● **The exercise**
Count the lines in the items below that contain the string "glass", and give only that number.

══ Records supplied ══

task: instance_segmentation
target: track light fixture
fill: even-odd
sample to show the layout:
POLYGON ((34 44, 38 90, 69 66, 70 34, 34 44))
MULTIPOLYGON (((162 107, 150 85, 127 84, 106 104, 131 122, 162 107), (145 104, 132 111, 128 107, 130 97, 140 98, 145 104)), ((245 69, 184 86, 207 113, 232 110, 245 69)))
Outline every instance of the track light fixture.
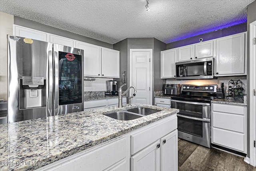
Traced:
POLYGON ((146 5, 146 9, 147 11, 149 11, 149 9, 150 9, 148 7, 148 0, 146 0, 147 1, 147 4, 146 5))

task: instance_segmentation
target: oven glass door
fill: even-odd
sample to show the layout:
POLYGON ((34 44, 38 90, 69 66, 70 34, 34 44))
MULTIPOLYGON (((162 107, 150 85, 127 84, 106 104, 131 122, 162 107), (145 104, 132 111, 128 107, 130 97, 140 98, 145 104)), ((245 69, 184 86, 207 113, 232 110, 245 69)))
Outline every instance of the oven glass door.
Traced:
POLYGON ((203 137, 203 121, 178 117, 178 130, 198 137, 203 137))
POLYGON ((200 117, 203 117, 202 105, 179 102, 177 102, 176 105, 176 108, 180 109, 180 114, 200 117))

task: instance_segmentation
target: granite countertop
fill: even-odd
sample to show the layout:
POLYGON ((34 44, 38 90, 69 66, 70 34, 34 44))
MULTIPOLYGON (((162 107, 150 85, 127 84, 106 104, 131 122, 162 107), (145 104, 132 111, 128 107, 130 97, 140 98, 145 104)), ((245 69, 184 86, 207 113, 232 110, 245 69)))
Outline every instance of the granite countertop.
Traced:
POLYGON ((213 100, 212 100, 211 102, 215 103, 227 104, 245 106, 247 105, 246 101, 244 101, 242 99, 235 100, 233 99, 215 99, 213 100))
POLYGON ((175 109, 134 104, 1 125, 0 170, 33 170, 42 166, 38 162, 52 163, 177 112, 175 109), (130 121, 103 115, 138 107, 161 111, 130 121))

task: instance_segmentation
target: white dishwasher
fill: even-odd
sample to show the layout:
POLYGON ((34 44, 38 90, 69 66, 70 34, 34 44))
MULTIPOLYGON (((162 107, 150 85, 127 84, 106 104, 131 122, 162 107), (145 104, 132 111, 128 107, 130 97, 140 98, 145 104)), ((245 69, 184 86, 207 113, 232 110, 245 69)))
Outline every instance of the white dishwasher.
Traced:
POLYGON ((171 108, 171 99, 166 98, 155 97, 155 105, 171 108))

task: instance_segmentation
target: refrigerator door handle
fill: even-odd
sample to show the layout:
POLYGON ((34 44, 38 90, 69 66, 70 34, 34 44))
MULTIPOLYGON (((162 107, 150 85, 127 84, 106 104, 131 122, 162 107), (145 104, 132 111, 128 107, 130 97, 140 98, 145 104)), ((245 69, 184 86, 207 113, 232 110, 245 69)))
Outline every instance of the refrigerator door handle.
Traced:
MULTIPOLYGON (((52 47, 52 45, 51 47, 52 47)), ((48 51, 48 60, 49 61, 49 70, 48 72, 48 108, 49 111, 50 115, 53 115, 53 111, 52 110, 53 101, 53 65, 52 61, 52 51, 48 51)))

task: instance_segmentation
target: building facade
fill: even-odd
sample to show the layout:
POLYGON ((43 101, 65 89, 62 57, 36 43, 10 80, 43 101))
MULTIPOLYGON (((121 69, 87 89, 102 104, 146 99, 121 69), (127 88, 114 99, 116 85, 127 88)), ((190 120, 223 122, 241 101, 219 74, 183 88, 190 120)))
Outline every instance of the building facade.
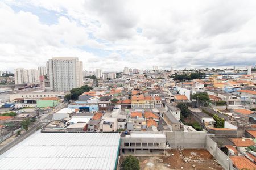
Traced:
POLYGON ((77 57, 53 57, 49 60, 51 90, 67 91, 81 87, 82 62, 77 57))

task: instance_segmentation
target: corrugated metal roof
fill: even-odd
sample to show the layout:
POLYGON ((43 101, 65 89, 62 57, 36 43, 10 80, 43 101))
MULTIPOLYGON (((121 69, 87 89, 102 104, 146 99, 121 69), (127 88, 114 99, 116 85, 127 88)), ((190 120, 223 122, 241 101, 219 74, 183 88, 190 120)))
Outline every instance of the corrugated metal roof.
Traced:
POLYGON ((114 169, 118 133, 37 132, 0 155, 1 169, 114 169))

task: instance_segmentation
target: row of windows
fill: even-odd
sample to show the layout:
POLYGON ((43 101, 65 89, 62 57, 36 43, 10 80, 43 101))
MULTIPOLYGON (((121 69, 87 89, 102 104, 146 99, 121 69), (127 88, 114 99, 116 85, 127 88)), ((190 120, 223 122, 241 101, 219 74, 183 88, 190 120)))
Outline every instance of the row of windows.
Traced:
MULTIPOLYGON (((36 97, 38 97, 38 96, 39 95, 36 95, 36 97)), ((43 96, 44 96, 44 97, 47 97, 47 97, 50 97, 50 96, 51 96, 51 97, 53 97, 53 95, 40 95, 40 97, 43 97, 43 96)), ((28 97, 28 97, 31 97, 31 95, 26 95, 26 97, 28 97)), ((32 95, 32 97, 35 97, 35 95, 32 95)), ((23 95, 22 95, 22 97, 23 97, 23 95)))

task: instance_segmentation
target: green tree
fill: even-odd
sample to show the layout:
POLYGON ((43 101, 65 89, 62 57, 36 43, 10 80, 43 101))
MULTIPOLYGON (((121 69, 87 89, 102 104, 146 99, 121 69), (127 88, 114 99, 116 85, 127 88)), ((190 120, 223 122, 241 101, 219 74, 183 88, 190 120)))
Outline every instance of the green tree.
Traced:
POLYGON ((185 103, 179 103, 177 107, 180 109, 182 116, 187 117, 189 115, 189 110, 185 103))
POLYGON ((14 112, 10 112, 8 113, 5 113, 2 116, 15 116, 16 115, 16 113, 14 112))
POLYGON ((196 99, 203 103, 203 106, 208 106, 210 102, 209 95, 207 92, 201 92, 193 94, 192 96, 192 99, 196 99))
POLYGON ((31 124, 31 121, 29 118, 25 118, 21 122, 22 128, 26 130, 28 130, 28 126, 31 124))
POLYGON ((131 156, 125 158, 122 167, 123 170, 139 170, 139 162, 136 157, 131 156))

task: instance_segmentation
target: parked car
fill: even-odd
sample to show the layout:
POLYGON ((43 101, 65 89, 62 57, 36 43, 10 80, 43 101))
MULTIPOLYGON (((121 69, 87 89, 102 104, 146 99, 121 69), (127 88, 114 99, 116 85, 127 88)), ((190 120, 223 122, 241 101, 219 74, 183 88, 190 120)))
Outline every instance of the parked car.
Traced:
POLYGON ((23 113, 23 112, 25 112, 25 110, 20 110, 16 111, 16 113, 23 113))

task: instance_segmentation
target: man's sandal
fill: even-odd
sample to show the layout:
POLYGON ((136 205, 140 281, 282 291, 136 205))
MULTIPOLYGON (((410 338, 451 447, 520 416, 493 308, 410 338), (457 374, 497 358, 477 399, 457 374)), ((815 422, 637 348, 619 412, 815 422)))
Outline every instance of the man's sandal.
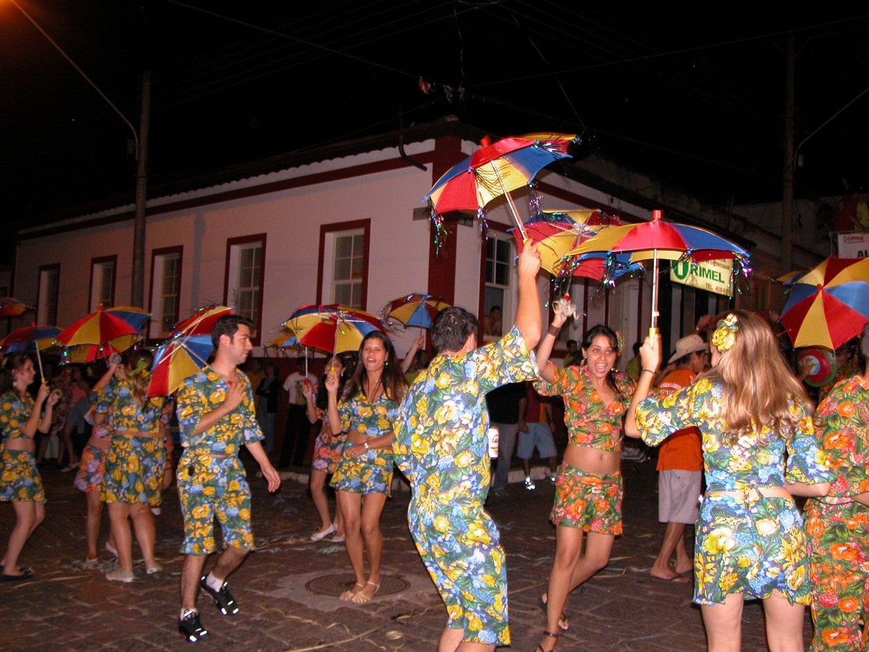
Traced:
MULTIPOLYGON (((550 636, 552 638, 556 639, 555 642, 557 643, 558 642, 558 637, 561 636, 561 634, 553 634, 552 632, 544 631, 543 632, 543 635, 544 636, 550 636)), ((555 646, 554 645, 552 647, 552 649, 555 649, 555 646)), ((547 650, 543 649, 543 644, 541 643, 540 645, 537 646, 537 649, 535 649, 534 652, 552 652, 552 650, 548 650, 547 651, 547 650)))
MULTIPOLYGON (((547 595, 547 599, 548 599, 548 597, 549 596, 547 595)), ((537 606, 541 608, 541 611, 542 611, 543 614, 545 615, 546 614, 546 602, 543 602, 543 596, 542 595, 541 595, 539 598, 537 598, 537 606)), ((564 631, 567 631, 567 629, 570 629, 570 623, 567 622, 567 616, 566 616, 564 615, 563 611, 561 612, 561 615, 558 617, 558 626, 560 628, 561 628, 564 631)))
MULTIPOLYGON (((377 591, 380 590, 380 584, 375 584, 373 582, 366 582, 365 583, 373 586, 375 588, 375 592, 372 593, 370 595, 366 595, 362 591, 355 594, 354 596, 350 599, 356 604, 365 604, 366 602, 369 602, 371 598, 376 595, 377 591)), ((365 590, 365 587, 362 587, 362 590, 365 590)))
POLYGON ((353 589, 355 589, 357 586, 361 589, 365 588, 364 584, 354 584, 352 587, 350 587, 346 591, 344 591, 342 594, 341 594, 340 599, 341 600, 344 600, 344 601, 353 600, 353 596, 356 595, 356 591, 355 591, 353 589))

═══
══ Records supplied ══

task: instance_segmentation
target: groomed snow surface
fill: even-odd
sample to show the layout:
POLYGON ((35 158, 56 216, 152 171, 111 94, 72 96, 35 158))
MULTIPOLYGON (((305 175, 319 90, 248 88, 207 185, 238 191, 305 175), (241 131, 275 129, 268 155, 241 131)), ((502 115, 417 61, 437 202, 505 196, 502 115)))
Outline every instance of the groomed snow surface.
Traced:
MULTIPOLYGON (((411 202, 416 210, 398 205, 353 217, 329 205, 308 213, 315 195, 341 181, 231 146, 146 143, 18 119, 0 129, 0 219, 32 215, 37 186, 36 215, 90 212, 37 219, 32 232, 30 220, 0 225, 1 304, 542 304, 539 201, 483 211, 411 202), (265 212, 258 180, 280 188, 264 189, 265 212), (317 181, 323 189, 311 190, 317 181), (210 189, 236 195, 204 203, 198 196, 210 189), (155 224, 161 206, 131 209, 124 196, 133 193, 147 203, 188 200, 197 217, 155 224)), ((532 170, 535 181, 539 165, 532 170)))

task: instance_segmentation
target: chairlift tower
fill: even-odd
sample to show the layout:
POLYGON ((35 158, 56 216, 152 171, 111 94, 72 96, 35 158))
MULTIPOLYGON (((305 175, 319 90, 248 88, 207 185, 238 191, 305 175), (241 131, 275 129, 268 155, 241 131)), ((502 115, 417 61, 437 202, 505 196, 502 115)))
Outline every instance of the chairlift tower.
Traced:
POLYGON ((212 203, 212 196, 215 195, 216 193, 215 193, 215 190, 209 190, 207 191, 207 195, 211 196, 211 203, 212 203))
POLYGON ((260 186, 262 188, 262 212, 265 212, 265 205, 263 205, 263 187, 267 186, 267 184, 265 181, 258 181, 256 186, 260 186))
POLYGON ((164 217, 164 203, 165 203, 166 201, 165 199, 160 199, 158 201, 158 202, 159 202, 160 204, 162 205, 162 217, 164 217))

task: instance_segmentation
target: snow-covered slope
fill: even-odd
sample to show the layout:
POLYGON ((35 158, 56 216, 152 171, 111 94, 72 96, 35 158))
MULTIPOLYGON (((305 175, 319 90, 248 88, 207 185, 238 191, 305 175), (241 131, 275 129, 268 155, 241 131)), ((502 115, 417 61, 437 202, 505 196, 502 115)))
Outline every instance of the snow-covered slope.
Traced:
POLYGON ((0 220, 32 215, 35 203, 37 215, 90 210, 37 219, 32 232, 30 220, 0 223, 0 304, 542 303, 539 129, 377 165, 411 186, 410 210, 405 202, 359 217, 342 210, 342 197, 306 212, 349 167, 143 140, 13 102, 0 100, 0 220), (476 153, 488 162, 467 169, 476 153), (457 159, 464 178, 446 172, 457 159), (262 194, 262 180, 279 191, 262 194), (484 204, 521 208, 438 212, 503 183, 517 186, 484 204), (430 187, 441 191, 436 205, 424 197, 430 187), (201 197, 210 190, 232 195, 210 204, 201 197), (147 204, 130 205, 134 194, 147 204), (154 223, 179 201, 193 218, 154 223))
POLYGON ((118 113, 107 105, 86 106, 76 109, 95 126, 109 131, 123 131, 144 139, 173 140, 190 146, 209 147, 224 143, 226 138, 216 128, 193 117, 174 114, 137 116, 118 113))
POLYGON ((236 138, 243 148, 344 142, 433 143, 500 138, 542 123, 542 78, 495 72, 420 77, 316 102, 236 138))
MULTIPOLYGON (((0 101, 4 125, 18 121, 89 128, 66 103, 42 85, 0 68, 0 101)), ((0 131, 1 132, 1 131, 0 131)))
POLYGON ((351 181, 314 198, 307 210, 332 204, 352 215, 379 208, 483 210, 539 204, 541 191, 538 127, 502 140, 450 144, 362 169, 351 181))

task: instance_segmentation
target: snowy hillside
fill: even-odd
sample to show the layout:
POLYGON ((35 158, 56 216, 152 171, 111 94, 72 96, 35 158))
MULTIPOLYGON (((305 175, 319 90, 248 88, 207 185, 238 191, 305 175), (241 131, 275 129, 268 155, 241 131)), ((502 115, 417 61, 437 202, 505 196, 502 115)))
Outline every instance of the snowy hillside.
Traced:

═══

● **Solution for this exercise**
2